# WHAT YOU ARE ASKED TO DO:
Before you return the lines below, strip out any images and keep every word as written.

# DATA UNDER STUDY:
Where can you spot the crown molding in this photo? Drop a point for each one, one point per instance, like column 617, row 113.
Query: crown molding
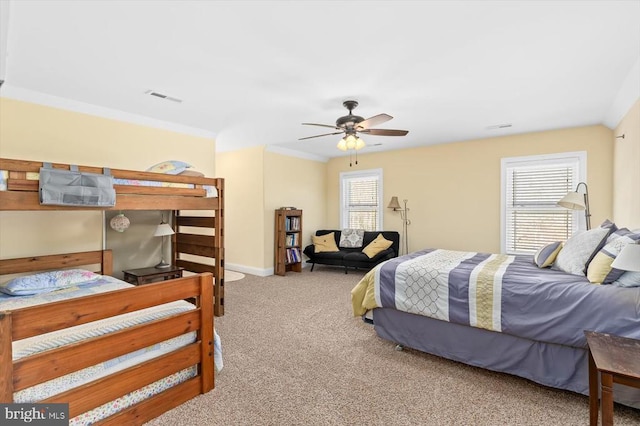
column 26, row 95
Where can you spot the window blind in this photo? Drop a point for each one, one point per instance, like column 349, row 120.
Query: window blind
column 532, row 215
column 361, row 206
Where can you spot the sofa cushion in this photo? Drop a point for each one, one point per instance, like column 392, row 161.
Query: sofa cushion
column 376, row 246
column 324, row 243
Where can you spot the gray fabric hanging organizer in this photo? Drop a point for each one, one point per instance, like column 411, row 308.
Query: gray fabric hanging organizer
column 75, row 188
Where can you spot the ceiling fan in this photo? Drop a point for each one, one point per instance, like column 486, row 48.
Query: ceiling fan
column 351, row 125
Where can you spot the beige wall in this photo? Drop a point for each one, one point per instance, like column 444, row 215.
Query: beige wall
column 297, row 182
column 626, row 173
column 454, row 189
column 257, row 182
column 35, row 132
column 244, row 226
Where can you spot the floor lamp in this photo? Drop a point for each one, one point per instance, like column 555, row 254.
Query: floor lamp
column 395, row 205
column 578, row 201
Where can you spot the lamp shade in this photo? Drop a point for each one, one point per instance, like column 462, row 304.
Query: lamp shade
column 394, row 204
column 628, row 259
column 573, row 201
column 162, row 230
column 119, row 222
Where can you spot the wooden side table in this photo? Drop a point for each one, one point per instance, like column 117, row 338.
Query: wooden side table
column 617, row 360
column 147, row 275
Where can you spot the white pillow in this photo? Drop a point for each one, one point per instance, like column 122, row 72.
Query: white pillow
column 628, row 279
column 579, row 250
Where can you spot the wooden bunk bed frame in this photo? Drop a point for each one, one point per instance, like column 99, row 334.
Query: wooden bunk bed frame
column 23, row 194
column 36, row 320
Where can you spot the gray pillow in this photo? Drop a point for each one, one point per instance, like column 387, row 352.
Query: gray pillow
column 352, row 238
column 546, row 255
column 579, row 249
column 628, row 279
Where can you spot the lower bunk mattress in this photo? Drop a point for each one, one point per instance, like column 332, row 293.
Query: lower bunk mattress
column 101, row 284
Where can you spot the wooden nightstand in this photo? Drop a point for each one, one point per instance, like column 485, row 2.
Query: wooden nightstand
column 617, row 359
column 148, row 275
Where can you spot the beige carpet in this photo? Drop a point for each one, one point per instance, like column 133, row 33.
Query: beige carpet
column 294, row 355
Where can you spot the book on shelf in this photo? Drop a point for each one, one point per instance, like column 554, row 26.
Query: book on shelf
column 292, row 223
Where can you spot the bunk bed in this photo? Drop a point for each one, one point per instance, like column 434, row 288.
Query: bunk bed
column 136, row 190
column 186, row 370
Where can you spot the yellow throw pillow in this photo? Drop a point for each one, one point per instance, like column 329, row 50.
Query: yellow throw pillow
column 324, row 243
column 376, row 246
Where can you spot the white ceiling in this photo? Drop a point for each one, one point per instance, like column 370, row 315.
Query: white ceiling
column 250, row 72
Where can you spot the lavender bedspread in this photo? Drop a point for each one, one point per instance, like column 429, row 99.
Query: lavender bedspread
column 507, row 294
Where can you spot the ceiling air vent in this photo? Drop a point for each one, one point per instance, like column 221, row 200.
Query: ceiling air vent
column 162, row 96
column 499, row 126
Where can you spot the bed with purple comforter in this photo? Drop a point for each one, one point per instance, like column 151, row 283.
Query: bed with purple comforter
column 499, row 312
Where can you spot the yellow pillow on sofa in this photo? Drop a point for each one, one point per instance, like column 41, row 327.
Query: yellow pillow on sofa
column 324, row 243
column 376, row 246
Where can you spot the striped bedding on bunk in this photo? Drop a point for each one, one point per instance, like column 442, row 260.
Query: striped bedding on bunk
column 211, row 191
column 36, row 344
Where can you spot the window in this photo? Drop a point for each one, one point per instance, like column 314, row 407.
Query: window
column 531, row 187
column 361, row 200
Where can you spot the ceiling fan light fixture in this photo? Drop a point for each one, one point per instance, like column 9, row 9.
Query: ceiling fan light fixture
column 351, row 142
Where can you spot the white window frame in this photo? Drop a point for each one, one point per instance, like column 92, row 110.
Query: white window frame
column 579, row 221
column 347, row 176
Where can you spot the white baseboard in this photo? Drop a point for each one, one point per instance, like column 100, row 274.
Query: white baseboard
column 252, row 270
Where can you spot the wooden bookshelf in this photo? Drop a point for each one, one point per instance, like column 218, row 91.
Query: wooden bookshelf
column 288, row 241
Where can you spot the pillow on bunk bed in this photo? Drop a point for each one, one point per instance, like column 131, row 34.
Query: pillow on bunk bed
column 170, row 167
column 45, row 282
column 191, row 173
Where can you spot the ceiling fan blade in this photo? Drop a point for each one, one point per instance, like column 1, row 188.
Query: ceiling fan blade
column 317, row 136
column 384, row 132
column 321, row 125
column 373, row 121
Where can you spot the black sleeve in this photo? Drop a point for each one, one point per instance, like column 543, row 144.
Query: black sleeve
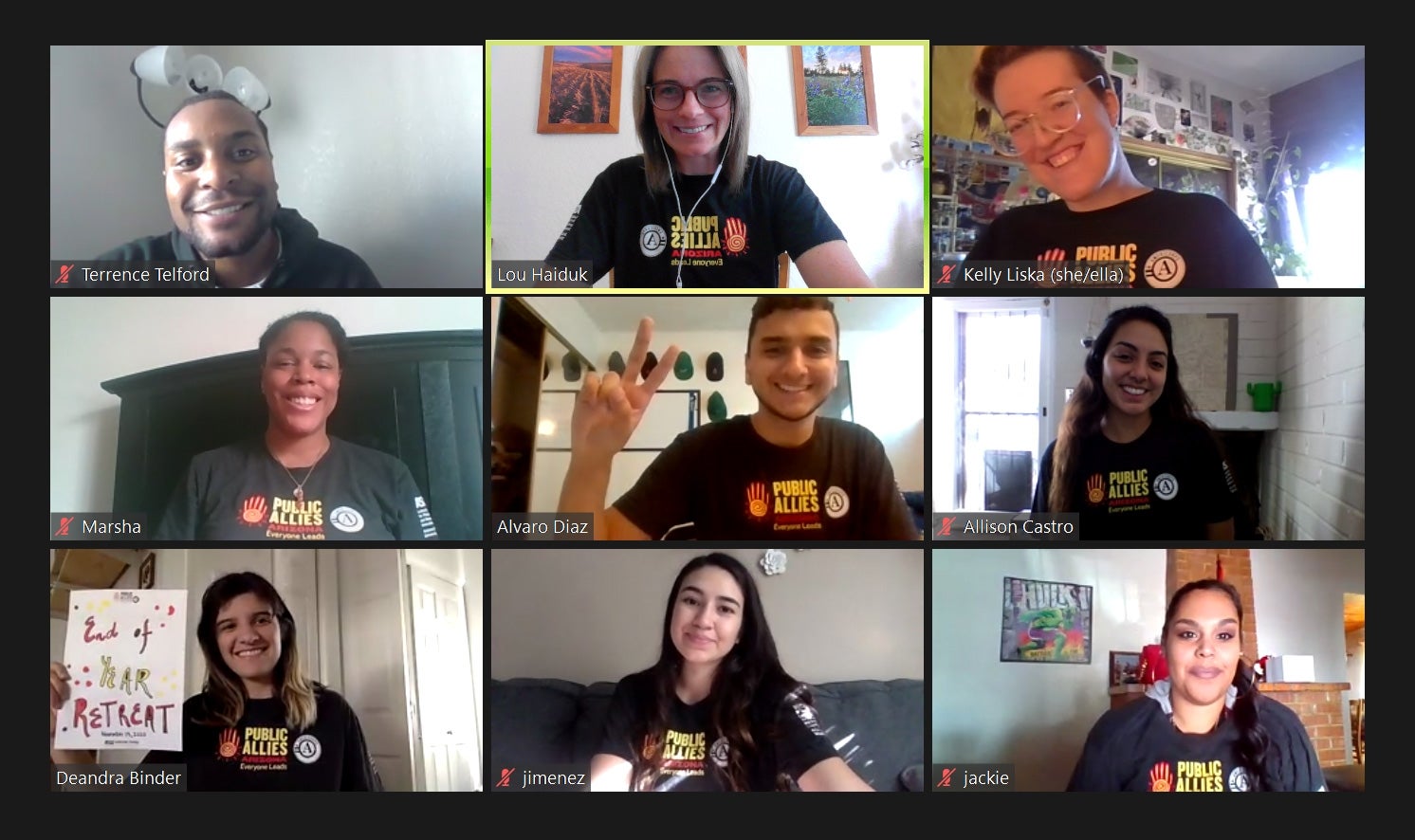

# RESPONSE BELOW:
Where can you spot the crown molding in this photo? Drop a point for each one, one point per instance, like column 617, row 113.
Query: crown molding
column 26, row 95
Where can you spot the window blind in this photo? Drop a point for each one, one point per instance, like column 349, row 120.
Query: window blind
column 532, row 215
column 361, row 206
Where can you spot the sofa cushion in this photo? Drop a point for each one, one point per instance, like column 392, row 161.
Query: sofa cushion
column 376, row 246
column 324, row 243
Where can you spot the gray fabric hanging organizer in this photo? Drop a point for each one, one point per instance, like column 411, row 308.
Query: gray fabric hanging organizer
column 75, row 188
Where can you spot the ceiling fan in this photo? Drop a point for each one, one point per instance, like column 486, row 48.
Query: ceiling fan
column 351, row 125
Where can you spot the beige wall in this photo? Drop a point for each one, one point per instance, like column 444, row 215.
Query: beige wall
column 297, row 182
column 626, row 173
column 454, row 189
column 257, row 182
column 35, row 132
column 244, row 226
Where can you spot the floor lamp in this photo? Drop a point for each one, one point per instance, like column 555, row 254.
Query: floor lamp
column 395, row 205
column 578, row 201
Where can you spot the lamp shade in this photo? Drop a point for each one, one point per instance, like column 462, row 304.
Query: lamp shade
column 394, row 204
column 628, row 259
column 573, row 201
column 162, row 230
column 119, row 222
Where can you spot the wooden side table in this photo? Drop a point for each one, one point per instance, like column 117, row 338.
Query: wooden side table
column 617, row 360
column 147, row 275
Where can you spot the white pillow in this photo? Drop a point for each one, one point per instance, like column 122, row 72.
Query: white pillow
column 628, row 279
column 579, row 250
Where can you spot the wooden bunk bed frame in this photo? Drop a point for each one, one point per instance, like column 99, row 334.
Query: wooden bunk bed frame
column 23, row 194
column 36, row 320
Where can you spot the gray pillow in this photo? Drop a point for each one, one point per instance, like column 387, row 352.
Query: gray pillow
column 352, row 238
column 546, row 255
column 579, row 249
column 628, row 279
Where can you spot the lower bunk mattress in this photo? Drop a point for each one, one point per instance, like column 332, row 293.
Query: lower bunk mattress
column 101, row 284
Where can you spot the wooden nightstand in this photo? Drop a point for each one, one point per instance, like column 485, row 2.
Query: wooden nightstand
column 617, row 359
column 148, row 275
Where can you spot the beige carpet in this photo? Drop a point for each one, one point per instance, like column 133, row 33.
Query: beige carpet
column 294, row 355
Where can you spot the book on shelf in this photo? Drop a point for each one, one point per instance, like column 554, row 26.
Query: book on shelf
column 292, row 223
Where can you spot the bunk bed in this photo? Drop a point for each one, one point per instance, like column 434, row 288.
Query: bunk bed
column 136, row 190
column 186, row 370
Where can you spot the yellow throw pillow in this photo? Drop a point for each one, one point per instance, like column 329, row 50.
Query: yellow throw pillow
column 324, row 243
column 376, row 246
Where can you spot the white ceiling in this photo? Drop a point for each one, one point per instance, like column 370, row 315.
Query: white ceiling
column 250, row 72
Where can you spot the lavender bedspread in this photo? Drop a point for each one, one point per instance, like column 429, row 99.
Query: lavender bedspread
column 507, row 294
Where can you spot the ceiling air vent in this photo? Drop a point for each one, one point per instance, like column 221, row 200.
Query: ceiling air vent
column 162, row 96
column 499, row 126
Where can you spot the bed with purple comforter in this photo? Drop a point for each one, one point per instance, like column 151, row 283.
Query: bed with purple comforter
column 499, row 312
Where can you spot the yellow pillow on sofa in this photo? Drop a point for each one, one point per instance, like column 41, row 327.
Query: yellow pillow on sofa
column 324, row 243
column 376, row 246
Where can you spot the striped bedding on bunk in this photo? Drop a point for each one, one point per instance, like column 442, row 260.
Query: striped bedding on bunk
column 211, row 191
column 36, row 344
Where can you spot the window in this photo? Drop a point for each one, one point per instance, like column 314, row 407.
Query: window
column 531, row 187
column 361, row 200
Where can you spot the ceiling fan light fixture in this photo? Drop a point for each one, one point per instance, like column 9, row 9.
Query: ceiling fan light fixture
column 351, row 142
Where can you spot the white window frame in this photo? Drop a point for each one, one point per instance, like column 92, row 110.
Query: white window frame
column 579, row 221
column 347, row 176
Where can you spot the white baseboard in this photo? Drop a point for each one, one point per instance, like column 100, row 274.
Query: white baseboard
column 252, row 270
Where can you spot the wooden bookshelf in this photo? Drop a point for each one, one point per instance, like column 218, row 91.
Query: wooden bookshelf
column 288, row 241
Where can you spot the pillow on bunk bed in this photo? Drop a point for each one, one point per instance, like column 131, row 34.
Query: pillow on bunk bed
column 170, row 167
column 45, row 282
column 191, row 173
Where can you spot the ceiling fan blade in this photo? Drop a point for each one, one point per instance, like column 1, row 188.
Query: ceiling fan blade
column 317, row 136
column 384, row 132
column 321, row 125
column 373, row 121
Where can you spot the black sleeve in this photo? Drop a point for each one, one point per instance, like column 543, row 144.
Query: black sleeve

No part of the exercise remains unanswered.